═══ Page

Annnnd: just for the record: Rouhani won reelection with an unambiguous 57% victory, with turnout described as “high”.

#2 Comment By a spencer On May 20, 2017 @ 10:26 am

Interesting the Qalibaf dropping out last week didn’t help Raisi at all. And turnout helps Rouhani make gains in Parliament. Seems like Rouhani now has advantages Khatami didn’t have. We’ll see what becomes of it.

#3 Comment By a spencer On May 20, 2017 @ 2:21 pm

I know there are Iranians who read this board and I’m curious:

What do you think is Qalibaf’s future? Once positioned as the Golden Boy he’s now on the verge of ‘perpetual candidate’ status. Also, he’s painted as arch conservative but has been the mayor of a very large city, parts of which are quite liberal relatively speaking. He’s still pretty young.

══════
═══ Data provided

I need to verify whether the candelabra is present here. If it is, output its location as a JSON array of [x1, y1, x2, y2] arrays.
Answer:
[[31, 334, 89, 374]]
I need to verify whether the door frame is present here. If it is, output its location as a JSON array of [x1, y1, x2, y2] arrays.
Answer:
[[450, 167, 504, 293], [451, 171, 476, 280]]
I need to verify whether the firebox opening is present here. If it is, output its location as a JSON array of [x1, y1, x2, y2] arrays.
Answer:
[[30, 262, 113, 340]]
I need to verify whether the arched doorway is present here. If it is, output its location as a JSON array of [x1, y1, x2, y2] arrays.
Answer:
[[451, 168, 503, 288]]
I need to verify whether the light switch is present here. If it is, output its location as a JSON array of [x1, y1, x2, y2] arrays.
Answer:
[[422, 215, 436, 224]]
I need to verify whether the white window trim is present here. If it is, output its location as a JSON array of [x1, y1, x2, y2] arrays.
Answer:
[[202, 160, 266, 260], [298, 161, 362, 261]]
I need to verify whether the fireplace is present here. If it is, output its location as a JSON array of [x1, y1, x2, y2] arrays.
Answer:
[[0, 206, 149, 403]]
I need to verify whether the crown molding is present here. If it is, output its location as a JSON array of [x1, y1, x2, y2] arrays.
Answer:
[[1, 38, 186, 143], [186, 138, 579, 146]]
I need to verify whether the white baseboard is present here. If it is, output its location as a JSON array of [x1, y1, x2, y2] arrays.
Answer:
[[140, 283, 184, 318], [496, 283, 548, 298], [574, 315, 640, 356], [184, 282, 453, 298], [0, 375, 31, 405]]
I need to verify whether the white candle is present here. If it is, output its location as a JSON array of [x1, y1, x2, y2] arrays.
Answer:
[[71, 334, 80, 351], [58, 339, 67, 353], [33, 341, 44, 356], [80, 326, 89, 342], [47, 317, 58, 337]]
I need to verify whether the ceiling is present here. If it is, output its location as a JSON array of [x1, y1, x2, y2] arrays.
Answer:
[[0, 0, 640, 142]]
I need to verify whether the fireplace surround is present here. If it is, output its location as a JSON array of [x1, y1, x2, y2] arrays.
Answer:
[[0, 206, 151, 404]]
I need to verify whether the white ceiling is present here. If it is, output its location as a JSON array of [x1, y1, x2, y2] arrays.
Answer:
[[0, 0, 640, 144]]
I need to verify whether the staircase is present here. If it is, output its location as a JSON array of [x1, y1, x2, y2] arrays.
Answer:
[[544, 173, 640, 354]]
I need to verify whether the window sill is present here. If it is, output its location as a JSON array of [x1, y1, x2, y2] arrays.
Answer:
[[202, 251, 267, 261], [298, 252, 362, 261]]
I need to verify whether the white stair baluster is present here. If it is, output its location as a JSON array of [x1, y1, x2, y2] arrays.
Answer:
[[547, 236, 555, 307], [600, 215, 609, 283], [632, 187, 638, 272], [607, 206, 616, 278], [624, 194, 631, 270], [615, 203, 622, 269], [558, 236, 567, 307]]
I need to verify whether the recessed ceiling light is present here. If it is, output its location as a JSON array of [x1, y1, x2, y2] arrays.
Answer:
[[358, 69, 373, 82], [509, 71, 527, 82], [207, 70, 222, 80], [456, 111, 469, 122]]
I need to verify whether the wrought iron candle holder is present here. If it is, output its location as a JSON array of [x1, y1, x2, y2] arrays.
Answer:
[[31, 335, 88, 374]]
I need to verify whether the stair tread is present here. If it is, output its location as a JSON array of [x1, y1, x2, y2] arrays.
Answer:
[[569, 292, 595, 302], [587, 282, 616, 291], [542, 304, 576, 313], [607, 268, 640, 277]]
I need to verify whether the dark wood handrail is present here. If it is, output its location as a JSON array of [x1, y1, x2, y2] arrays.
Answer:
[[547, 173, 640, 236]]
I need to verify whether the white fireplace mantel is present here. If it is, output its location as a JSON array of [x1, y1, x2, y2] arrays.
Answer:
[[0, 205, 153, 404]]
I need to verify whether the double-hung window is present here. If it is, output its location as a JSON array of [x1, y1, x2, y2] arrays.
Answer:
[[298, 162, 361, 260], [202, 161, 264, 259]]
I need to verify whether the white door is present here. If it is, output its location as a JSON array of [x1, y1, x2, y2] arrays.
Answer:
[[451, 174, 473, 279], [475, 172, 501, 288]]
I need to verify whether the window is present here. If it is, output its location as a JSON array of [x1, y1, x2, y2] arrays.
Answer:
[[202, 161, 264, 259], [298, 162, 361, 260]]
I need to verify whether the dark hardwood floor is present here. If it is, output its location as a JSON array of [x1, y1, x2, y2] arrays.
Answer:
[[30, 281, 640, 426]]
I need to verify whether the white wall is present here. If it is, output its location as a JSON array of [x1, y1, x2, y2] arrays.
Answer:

══════

Short problem: From the comments on Iran's election, output the passage that begins with "#3 Comment By" and runs through "still pretty young.", copied word for word.

Complete answer:
#3 Comment By a spencer On May 20, 2017 @ 2:21 pm

I know there are Iranians who read this board and I’m curious:

What do you think is Qalibaf’s future? Once positioned as the Golden Boy he’s now on the verge of ‘perpetual candidate’ status. Also, he’s painted as arch conservative but has been the mayor of a very large city, parts of which are quite liberal relatively speaking. He’s still pretty young.